Task objective
Your task is to repeat each record verbatim, exactly as it was written.

Source material
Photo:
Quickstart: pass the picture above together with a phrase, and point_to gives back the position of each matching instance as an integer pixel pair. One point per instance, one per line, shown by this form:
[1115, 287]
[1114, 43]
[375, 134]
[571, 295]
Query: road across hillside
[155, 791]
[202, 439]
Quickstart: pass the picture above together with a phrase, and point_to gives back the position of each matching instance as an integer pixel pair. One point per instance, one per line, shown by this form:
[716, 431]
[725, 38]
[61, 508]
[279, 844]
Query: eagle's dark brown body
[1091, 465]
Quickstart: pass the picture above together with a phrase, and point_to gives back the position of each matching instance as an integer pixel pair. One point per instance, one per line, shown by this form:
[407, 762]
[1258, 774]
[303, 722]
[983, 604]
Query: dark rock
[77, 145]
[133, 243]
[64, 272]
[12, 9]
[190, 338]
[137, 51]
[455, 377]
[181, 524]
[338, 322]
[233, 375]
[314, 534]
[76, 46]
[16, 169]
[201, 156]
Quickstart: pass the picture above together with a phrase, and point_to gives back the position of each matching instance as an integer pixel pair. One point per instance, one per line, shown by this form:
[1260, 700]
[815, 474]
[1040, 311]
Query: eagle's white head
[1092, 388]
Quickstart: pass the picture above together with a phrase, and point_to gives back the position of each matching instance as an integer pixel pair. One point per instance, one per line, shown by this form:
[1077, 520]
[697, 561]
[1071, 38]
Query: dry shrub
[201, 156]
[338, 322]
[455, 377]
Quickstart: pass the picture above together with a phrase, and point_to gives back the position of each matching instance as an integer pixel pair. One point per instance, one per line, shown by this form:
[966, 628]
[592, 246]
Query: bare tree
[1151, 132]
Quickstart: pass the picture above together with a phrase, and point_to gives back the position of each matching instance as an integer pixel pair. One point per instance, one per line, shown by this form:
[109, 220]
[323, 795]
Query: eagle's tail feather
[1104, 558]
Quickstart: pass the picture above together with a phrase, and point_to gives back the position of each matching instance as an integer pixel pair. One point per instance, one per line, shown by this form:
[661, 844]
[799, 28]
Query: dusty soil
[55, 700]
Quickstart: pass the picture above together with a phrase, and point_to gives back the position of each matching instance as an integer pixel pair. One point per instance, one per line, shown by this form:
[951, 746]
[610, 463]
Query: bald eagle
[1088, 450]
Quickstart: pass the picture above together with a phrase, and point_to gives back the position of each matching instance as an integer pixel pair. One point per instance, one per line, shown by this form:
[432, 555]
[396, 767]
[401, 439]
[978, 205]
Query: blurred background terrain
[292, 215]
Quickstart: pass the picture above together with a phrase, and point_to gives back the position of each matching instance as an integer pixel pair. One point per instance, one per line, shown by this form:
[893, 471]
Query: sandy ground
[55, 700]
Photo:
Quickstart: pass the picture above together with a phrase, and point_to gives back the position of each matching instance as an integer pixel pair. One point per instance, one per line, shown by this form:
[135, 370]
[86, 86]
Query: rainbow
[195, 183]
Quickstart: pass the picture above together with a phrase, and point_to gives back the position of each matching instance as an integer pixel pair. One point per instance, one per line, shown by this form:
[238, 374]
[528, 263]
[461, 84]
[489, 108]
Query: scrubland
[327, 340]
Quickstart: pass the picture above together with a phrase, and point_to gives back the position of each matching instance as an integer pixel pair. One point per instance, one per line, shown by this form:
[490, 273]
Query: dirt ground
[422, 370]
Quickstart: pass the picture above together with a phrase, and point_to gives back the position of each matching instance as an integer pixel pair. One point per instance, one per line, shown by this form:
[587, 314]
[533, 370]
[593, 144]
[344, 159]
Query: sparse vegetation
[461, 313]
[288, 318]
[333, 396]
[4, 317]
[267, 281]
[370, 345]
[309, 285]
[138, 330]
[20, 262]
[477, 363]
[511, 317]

Output for this exercise
Photo:
Quickstart: pass the picture above together with a phrase, and point_to gives back the position of each matching instance as an integer pixel pair. One point per instance, one per line, shown by this form:
[1115, 287]
[1114, 43]
[375, 134]
[571, 295]
Query: road across hillside
[155, 791]
[202, 439]
Quickstart: pass the picture above together with a phrase, and point_to gives back the position of each matching instance as an integer pixel pair. One point per instance, one per line, shown by this form:
[716, 431]
[725, 38]
[61, 508]
[279, 844]
Query: eagle's dark brown body
[1091, 465]
Quickstart: pass the picture above together with a phrase, and point_to gives back the position of each matching instance as an integer pixel pair. One point per instance, one per line, shown by this form:
[407, 762]
[1258, 774]
[303, 722]
[983, 604]
Query: dark rock
[77, 145]
[133, 243]
[64, 272]
[12, 9]
[190, 338]
[137, 51]
[455, 377]
[181, 524]
[338, 322]
[233, 375]
[314, 534]
[76, 46]
[16, 169]
[201, 156]
Quickstart: pass the picture above together with a phrase, and point_to gives back the position of each matching instance as an integer pixel pair. One point per instance, one per line, shown by this form:
[1260, 700]
[815, 474]
[1040, 311]
Query: eagle's white head
[1092, 388]
Quickstart: pass the picture above together with a phrase, and point_to gives back the position of each matching instance as an integer pixel pair. One point per instance, one per line, shown by this form:
[1077, 520]
[697, 561]
[1071, 38]
Query: dry shrub
[201, 156]
[338, 322]
[455, 377]
Quickstart: pass the picture above together with a phrase, and point_to gives back the position of each matching instance as an integer pixel pair. One point per instance, one per line, shown by this form:
[966, 628]
[592, 246]
Query: bare tree
[1151, 132]
Quickstart: pass the picture above together with a phrase, and point_to gives back the position of each matching instance as an integer pixel pair. One point per instance, one per line, shown by this form:
[109, 220]
[323, 795]
Query: eagle's tail feather
[1104, 558]
Quickstart: pass the picture above together with a phrase, and point_to gives back the position of each matching instance as an integer pixel pair. One point per instance, one per line, shown by this form:
[661, 844]
[799, 28]
Query: dusty soil
[55, 700]
Quickstart: pass the picture above together with a phrase, and point_to gives back the position of each matching instance as an integer pixel pair. One point per instance, one per line, shown by this form:
[951, 746]
[610, 463]
Query: bald eagle
[1088, 450]
Quickstart: pass the picture above together with a phrase, and point_to gives back the position of each matching instance as an integer pixel pair. One point per instance, one per line, shown by this form:
[432, 555]
[396, 767]
[401, 439]
[978, 205]
Query: blurred background terrain
[292, 215]
Quickstart: pass the picture above together with a phrase, and point_to gives back the position of each matching instance as an integer pixel pair. One point per instance, one per line, shown by this form:
[893, 471]
Query: sandy ground
[55, 700]
Photo:
Quickstart: pass the picture above together with a phrase, and point_to gives back the position of each matching instance as an integer pixel pair. One point per instance, one per line, shown by this form:
[135, 370]
[86, 86]
Query: rainbow
[195, 183]
Quickstart: pass the picture above together with a phrase, and point_to gives back the position of each matching instance as an integer pixel pair. One point per instance, one per line, shown by this form:
[238, 374]
[528, 263]
[461, 84]
[489, 108]
Query: scrubland
[327, 340]
Quickstart: pass the picture above together with a phrase, and point_to gives back the position of each matching instance as an integer pixel pair. One point per instance, one per line, shown by this form:
[490, 273]
Query: dirt ground
[422, 370]
Quickstart: pass the picture above together with a phrase, and point_to gives back the position of each matching instance as an integer pixel pair. One point per instance, one per line, shown by this form:
[587, 314]
[533, 370]
[593, 144]
[344, 159]
Query: sparse vegetation
[461, 313]
[288, 318]
[333, 396]
[4, 317]
[267, 281]
[370, 345]
[309, 285]
[138, 330]
[20, 262]
[477, 363]
[511, 317]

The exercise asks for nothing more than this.